# Entries shown
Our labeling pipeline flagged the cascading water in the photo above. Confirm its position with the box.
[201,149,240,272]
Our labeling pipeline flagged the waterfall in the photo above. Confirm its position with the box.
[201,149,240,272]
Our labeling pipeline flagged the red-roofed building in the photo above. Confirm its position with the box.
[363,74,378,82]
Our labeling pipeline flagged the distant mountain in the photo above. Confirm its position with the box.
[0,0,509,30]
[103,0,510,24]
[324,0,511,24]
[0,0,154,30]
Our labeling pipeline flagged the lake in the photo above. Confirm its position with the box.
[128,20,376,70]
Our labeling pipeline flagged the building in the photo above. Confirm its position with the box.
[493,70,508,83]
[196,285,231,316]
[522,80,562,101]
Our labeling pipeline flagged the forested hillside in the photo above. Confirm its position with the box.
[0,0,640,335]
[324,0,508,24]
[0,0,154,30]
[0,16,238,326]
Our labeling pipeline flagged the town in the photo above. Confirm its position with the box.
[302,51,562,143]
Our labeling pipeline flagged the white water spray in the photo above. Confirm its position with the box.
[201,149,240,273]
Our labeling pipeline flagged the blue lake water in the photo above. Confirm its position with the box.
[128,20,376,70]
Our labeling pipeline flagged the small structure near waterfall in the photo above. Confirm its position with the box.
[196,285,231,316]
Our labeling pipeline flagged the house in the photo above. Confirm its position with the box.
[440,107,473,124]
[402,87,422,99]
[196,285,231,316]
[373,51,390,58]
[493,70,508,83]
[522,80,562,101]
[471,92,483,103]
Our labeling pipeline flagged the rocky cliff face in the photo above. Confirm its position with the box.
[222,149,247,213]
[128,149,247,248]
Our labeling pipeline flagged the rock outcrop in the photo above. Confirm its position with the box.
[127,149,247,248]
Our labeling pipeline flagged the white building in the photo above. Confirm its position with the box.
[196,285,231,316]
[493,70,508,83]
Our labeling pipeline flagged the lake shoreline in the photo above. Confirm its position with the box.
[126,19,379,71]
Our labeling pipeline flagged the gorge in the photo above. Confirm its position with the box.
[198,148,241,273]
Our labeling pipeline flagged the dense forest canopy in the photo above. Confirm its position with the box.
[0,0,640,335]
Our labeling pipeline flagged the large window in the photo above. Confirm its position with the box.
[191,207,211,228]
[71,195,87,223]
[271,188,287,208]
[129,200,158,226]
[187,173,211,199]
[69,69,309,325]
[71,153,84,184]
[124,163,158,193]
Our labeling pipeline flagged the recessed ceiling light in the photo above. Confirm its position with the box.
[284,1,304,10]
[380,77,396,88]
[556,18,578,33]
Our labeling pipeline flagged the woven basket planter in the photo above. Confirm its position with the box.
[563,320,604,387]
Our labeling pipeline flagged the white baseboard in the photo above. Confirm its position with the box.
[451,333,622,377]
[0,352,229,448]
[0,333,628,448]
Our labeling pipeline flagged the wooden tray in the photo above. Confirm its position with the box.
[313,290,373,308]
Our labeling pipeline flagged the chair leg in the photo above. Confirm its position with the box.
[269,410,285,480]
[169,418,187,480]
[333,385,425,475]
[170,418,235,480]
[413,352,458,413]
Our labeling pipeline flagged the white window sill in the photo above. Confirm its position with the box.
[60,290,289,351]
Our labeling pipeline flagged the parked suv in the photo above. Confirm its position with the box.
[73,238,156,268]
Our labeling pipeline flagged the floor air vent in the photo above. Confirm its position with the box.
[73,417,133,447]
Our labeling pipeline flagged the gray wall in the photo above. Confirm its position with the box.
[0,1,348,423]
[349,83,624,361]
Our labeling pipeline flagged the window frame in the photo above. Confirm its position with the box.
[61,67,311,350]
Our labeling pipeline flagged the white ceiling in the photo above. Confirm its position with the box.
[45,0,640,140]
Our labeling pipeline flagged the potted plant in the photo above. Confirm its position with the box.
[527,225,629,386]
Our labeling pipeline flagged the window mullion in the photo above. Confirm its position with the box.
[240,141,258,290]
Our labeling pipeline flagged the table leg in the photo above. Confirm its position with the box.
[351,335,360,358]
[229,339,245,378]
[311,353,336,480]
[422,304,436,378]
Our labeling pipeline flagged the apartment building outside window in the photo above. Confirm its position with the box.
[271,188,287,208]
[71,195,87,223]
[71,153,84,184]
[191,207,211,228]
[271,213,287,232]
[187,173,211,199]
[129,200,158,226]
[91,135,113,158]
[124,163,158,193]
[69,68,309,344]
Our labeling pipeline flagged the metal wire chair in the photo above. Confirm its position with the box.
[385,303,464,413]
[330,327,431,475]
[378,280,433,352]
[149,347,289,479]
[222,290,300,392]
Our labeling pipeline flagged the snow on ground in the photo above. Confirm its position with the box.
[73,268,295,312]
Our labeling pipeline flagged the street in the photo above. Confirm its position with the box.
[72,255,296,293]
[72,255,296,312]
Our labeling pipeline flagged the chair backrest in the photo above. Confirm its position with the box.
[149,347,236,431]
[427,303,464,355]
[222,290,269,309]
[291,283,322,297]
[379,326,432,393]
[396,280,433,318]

# Short exercise
Reproduce every one of the lines above verbatim, changing nothing.

# Written solution
Our labeling pipeline flagged the cascading water in the photo above. Confirm its position with the box.
[201,149,240,272]
Our labeling pipeline flagged the waterfall in the photo above. Confirm its position with the box.
[201,149,240,272]
Our labeling pipeline flagged the red-roofed building in the photo above. Confirm its position with the box.
[363,74,378,82]
Our labeling pipeline flagged the distant mountain in the photo above. Confirm its position with the box.
[0,0,509,30]
[103,0,510,24]
[324,0,511,24]
[0,0,154,30]
Our labeling pipeline flagged the lake in the photo above. Confirm its position with the box.
[128,20,376,70]
Our labeling pipeline flagged the building in the photo above. Confirm its position with the box.
[493,70,508,83]
[196,285,231,316]
[522,80,562,101]
Our labeling pipeline flagged the forested hillside in the photo above. Confirm its position with the box.
[0,0,640,335]
[324,0,508,24]
[0,0,154,30]
[0,16,238,326]
Our labeling pipeline flagged the town in the photo above. Confirm its position with the box.
[302,51,562,143]
Our labeling pipeline flagged the white water spray in the photo above. Confirm its position with the box.
[201,149,240,273]
Our labeling pipeline flagged the blue lake water in the photo above. Confirm its position with the box.
[128,20,376,70]
Our labeling pipeline flagged the small structure near waterfall in the photo above. Confirm its position with the box.
[196,285,231,316]
Our labeling pipeline flagged the house in the photo above. Confirm its position with the box.
[440,107,473,124]
[402,87,422,99]
[196,285,231,316]
[373,51,390,58]
[493,70,508,83]
[522,80,562,101]
[471,92,483,103]
Our labeling pipeline flagged the rocky cliff face in the photo above. Confirm its position with the box.
[222,149,247,213]
[128,149,247,248]
Our labeling pipeline flagged the rock outcrop in the photo above. Confirm its position with the box.
[127,149,247,248]
Our labeling pipeline flagged the white building in the photo above. Confirm its position with the box.
[196,285,231,316]
[493,70,508,83]
Our labeling pipeline flagged the lake shoreline in the photo above. Confirm its position with the box.
[126,19,379,71]
Our labeling pipeline flagged the gorge in the photo above. Confirm its position with the box.
[198,148,241,273]
Our labeling pipeline flagged the dense forest canopy in the photo above. Confirm its position with the box.
[0,0,640,335]
Our labeling pipeline flagged the large window in the photo above. Confirm its position with the box.
[191,207,211,228]
[71,195,87,223]
[271,188,287,208]
[129,200,158,226]
[187,173,211,199]
[69,69,309,325]
[71,153,84,184]
[124,163,158,193]
Our labeling pipeline flagged the recessed ceiling light in the photo above. Confirm its position with the box.
[284,1,304,10]
[380,77,396,88]
[556,18,578,33]
Our labeling pipeline flagged the woven basket planter in the photo above. Confirm its position with the box.
[563,320,604,387]
Our labeling pipeline flagged the white baseboard in the photo above. Confirm its position with the box.
[451,333,622,377]
[0,352,229,448]
[0,333,628,448]
Our labeling pipeline flagged the wooden tray in the photo above. Confirm its position with the box.
[313,290,373,308]
Our labeling pipeline flagged the chair leg in the photo above. Confirm its position with the box.
[269,410,285,480]
[169,418,187,480]
[333,385,425,475]
[170,418,235,480]
[413,352,458,413]
Our labeling pipeline flagged the white window sill in the photo above. Confirm its position with the box.
[60,290,289,351]
Our labeling pipeline flagged the parked suv in the photo above. Confirm its position with the box.
[73,238,156,268]
Our labeling pipeline flagged the floor air vent in the photo above. Confirm its position with the box.
[73,417,133,447]
Our labeling pipeline flagged the gray wall in the photo above. Confirm its position with the box.
[0,1,348,423]
[349,83,624,361]
Our labeling pipeline flagged the window frame in the photo above. Confirm its position with the box.
[61,67,311,350]
Our labeling pipeline flagged the white ceiling in the photo above. Confirm its position with the box.
[45,0,640,140]
Our labeling pipeline flagged the potted plant in the photo above. Confirm its position with the box.
[527,225,629,386]
Our labeling pipeline flagged the window mullion in the photo above. Confirm its position with the box.
[240,141,258,290]
Our labeling pipeline flagged the table leg in the photo above. Confirm its position with the box.
[351,335,360,358]
[229,339,245,378]
[311,353,336,480]
[422,304,436,378]
Our labeling pipeline flagged the apartment building outside window in the photo above. Confirm its position with the box.
[271,188,287,208]
[71,195,87,223]
[71,153,84,184]
[191,207,211,228]
[271,213,287,232]
[187,173,211,199]
[129,200,158,226]
[91,135,113,158]
[124,163,158,193]
[69,68,309,344]
Our labeling pipeline flagged the metal wire chair in the photo above. Confirm its position with the box.
[385,303,464,413]
[330,327,431,475]
[378,280,433,352]
[149,347,289,479]
[222,290,300,392]
Our labeling pipeline flagged the snow on ground in the photo above. Confirm its position with the box.
[73,268,295,312]
Our labeling pipeline flagged the street in the photo above. Confirm its position with the box.
[72,255,296,293]
[72,255,296,312]
Our labeling pipeline flagged the chair backrest in the photo above. Confirm its position with the box.
[149,347,236,431]
[427,303,464,355]
[222,290,269,309]
[291,283,322,297]
[379,326,432,393]
[396,280,433,318]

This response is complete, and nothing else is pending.